▶ **Exercise details**
Could you write out all the records once more, exactly?

▶ **Data under study**
# # # #

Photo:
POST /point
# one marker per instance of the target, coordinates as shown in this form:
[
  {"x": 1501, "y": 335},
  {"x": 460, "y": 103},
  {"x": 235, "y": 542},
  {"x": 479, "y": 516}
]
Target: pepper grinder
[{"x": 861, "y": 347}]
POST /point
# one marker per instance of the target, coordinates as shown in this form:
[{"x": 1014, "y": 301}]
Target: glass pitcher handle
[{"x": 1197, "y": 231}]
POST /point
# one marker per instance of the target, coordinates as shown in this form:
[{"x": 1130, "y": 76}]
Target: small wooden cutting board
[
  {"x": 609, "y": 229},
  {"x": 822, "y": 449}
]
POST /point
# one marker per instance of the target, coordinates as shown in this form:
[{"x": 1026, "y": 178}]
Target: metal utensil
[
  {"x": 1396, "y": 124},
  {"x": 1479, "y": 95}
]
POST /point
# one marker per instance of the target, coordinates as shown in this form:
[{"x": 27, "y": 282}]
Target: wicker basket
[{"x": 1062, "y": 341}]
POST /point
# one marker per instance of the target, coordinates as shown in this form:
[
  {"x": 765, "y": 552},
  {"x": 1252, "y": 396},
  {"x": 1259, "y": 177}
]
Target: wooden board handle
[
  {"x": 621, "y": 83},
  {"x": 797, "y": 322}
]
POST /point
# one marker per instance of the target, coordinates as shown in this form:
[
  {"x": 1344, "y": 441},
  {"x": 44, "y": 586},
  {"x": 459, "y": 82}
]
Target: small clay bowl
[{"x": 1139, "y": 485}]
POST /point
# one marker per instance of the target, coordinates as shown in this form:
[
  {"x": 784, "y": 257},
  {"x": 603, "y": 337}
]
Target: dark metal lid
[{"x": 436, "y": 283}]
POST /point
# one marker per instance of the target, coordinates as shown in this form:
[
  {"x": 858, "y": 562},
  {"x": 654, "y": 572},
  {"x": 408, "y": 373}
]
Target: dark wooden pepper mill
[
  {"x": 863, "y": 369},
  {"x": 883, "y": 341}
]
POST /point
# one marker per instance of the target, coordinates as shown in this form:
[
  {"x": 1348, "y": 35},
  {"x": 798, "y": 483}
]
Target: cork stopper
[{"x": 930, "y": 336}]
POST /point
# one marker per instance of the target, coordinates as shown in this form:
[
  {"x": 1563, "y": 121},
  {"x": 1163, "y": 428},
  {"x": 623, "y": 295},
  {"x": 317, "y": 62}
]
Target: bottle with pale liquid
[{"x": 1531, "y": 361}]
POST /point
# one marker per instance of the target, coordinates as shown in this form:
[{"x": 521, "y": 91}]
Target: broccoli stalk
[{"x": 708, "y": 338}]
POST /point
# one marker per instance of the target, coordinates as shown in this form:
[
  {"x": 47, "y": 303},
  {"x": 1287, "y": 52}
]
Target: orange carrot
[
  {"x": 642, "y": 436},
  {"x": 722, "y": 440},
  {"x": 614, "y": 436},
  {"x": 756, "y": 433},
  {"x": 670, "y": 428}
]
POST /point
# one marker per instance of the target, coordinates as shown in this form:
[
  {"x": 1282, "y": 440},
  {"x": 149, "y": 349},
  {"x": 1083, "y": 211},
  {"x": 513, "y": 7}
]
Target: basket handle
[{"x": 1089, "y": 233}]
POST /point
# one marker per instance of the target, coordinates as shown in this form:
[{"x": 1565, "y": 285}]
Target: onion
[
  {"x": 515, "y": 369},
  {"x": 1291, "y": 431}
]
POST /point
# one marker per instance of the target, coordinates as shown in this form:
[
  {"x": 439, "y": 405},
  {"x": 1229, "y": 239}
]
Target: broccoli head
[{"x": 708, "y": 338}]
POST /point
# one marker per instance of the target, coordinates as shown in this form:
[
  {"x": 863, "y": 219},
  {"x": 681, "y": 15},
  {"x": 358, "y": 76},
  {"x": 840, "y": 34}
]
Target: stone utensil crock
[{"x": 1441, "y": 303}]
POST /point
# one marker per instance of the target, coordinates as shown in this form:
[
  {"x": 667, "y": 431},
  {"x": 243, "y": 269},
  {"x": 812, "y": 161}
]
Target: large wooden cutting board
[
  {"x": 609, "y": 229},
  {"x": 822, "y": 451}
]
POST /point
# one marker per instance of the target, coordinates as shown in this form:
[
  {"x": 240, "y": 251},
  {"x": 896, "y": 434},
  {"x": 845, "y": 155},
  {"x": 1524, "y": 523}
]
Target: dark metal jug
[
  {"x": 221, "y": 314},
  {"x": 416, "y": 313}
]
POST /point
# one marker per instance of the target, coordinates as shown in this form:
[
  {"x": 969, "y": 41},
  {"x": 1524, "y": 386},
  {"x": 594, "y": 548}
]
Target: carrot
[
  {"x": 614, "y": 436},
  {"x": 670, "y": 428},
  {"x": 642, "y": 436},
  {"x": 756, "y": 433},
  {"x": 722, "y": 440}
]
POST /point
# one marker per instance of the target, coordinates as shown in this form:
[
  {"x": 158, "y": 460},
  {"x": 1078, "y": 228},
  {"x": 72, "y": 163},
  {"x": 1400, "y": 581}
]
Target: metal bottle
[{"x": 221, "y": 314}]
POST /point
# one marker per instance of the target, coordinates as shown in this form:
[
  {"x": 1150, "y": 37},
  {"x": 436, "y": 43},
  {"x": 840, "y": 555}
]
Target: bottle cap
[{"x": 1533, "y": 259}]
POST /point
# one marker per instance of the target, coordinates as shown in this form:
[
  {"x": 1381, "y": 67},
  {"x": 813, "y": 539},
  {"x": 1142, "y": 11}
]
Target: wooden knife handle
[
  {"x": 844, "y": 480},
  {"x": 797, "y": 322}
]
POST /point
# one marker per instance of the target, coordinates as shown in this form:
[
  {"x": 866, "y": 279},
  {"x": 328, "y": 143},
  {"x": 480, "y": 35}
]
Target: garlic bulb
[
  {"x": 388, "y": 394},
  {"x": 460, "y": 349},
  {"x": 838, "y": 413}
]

# # # #

▶ **Your response**
Photo:
POST /point
# one marker per instance of the target, coordinates as shown in this form:
[
  {"x": 1501, "y": 335},
  {"x": 460, "y": 103},
  {"x": 235, "y": 542},
  {"x": 479, "y": 516}
]
Target: pepper grinder
[{"x": 861, "y": 347}]
POST /point
# one marker per instance of the target, coordinates as shown in this form:
[{"x": 1014, "y": 301}]
Target: glass pitcher handle
[{"x": 1197, "y": 231}]
POST /point
# one marker per instance of the target, coordinates as shown in this form:
[{"x": 1130, "y": 76}]
Target: small wooden cutting board
[
  {"x": 609, "y": 229},
  {"x": 822, "y": 449}
]
POST /point
# one marker per instance of the target, coordinates as shown in this form:
[{"x": 1026, "y": 178}]
Target: metal utensil
[
  {"x": 1396, "y": 124},
  {"x": 1479, "y": 95}
]
POST /point
# one marker per instance of the target, coordinates as shown in this form:
[{"x": 27, "y": 282}]
Target: wicker basket
[{"x": 1062, "y": 341}]
POST /point
# one marker per instance of the target, coordinates as shown in this form:
[
  {"x": 765, "y": 552},
  {"x": 1252, "y": 396},
  {"x": 1259, "y": 177}
]
Target: wooden board handle
[
  {"x": 621, "y": 83},
  {"x": 797, "y": 322}
]
POST /point
# one marker per instance of the target, coordinates as shown in this form:
[
  {"x": 1344, "y": 441},
  {"x": 44, "y": 586},
  {"x": 459, "y": 82}
]
Target: small clay bowl
[{"x": 1139, "y": 485}]
POST /point
# one marker per instance of the target, coordinates as shown in this form:
[
  {"x": 784, "y": 257},
  {"x": 603, "y": 337}
]
Target: dark metal lid
[{"x": 436, "y": 283}]
POST /point
# one marker per instance of the target, coordinates as shown in this form:
[
  {"x": 858, "y": 562},
  {"x": 654, "y": 572},
  {"x": 408, "y": 373}
]
Target: dark wooden pepper mill
[
  {"x": 863, "y": 369},
  {"x": 883, "y": 341}
]
POST /point
# one marker per instance of the target, coordinates as shown in this form:
[
  {"x": 1348, "y": 35},
  {"x": 798, "y": 483}
]
Target: cork stopper
[{"x": 930, "y": 336}]
POST /point
# one marker per instance of the target, coordinates as shown in this form:
[
  {"x": 1563, "y": 121},
  {"x": 1163, "y": 428},
  {"x": 623, "y": 295},
  {"x": 317, "y": 62}
]
Target: bottle with pale liquid
[{"x": 1531, "y": 361}]
POST /point
# one marker per instance of the target, coordinates as shown in this form:
[{"x": 521, "y": 91}]
Target: broccoli stalk
[{"x": 708, "y": 338}]
POST /point
# one marker per instance of the target, coordinates as shown in this form:
[
  {"x": 47, "y": 303},
  {"x": 1287, "y": 52}
]
Target: orange carrot
[
  {"x": 642, "y": 436},
  {"x": 722, "y": 440},
  {"x": 614, "y": 436},
  {"x": 756, "y": 433},
  {"x": 670, "y": 428}
]
POST /point
# one marker per instance of the target, coordinates as shown in this form:
[
  {"x": 1282, "y": 440},
  {"x": 149, "y": 349},
  {"x": 1083, "y": 211},
  {"x": 513, "y": 7}
]
Target: basket handle
[{"x": 1089, "y": 233}]
POST /point
# one marker per instance of the target, coordinates as shown in this form:
[{"x": 1565, "y": 285}]
Target: onion
[
  {"x": 515, "y": 369},
  {"x": 1291, "y": 431}
]
POST /point
# one marker per instance of the target, coordinates as shown in this form:
[
  {"x": 439, "y": 405},
  {"x": 1229, "y": 239}
]
Target: broccoli head
[{"x": 708, "y": 338}]
POST /point
# one marker per instance of the target, coordinates as shown in this form:
[
  {"x": 863, "y": 219},
  {"x": 681, "y": 15},
  {"x": 358, "y": 76},
  {"x": 840, "y": 34}
]
Target: stone utensil crock
[{"x": 1441, "y": 303}]
POST /point
# one marker per instance of the target, coordinates as shown in this form:
[
  {"x": 667, "y": 431},
  {"x": 243, "y": 269},
  {"x": 812, "y": 161}
]
Target: large wooden cutting board
[
  {"x": 609, "y": 229},
  {"x": 822, "y": 451}
]
POST /point
# one marker per instance of the target, coordinates as shown in this form:
[
  {"x": 240, "y": 251},
  {"x": 896, "y": 434},
  {"x": 845, "y": 155},
  {"x": 1524, "y": 523}
]
Target: dark metal jug
[
  {"x": 221, "y": 314},
  {"x": 416, "y": 313}
]
POST /point
# one marker per instance of the target, coordinates as shown in this form:
[
  {"x": 969, "y": 41},
  {"x": 1524, "y": 386},
  {"x": 594, "y": 548}
]
Target: carrot
[
  {"x": 614, "y": 436},
  {"x": 670, "y": 428},
  {"x": 642, "y": 436},
  {"x": 756, "y": 433},
  {"x": 722, "y": 440}
]
POST /point
# one marker per instance of the target, coordinates as shown in this form:
[
  {"x": 158, "y": 460},
  {"x": 1078, "y": 228},
  {"x": 72, "y": 163},
  {"x": 1400, "y": 581}
]
Target: metal bottle
[{"x": 221, "y": 314}]
POST /point
# one marker per instance of the target, coordinates as shown in this form:
[
  {"x": 1150, "y": 37},
  {"x": 436, "y": 43},
  {"x": 840, "y": 555}
]
Target: bottle cap
[{"x": 1533, "y": 259}]
POST /point
# one marker per instance of the target, coordinates as shown in this form:
[
  {"x": 1381, "y": 67},
  {"x": 813, "y": 539},
  {"x": 1142, "y": 11}
]
Target: wooden knife handle
[
  {"x": 844, "y": 480},
  {"x": 797, "y": 322}
]
POST /point
# one marker per instance of the target, coordinates as shown in this form:
[
  {"x": 866, "y": 279},
  {"x": 328, "y": 143},
  {"x": 480, "y": 35}
]
Target: garlic bulb
[
  {"x": 388, "y": 394},
  {"x": 460, "y": 349},
  {"x": 838, "y": 413}
]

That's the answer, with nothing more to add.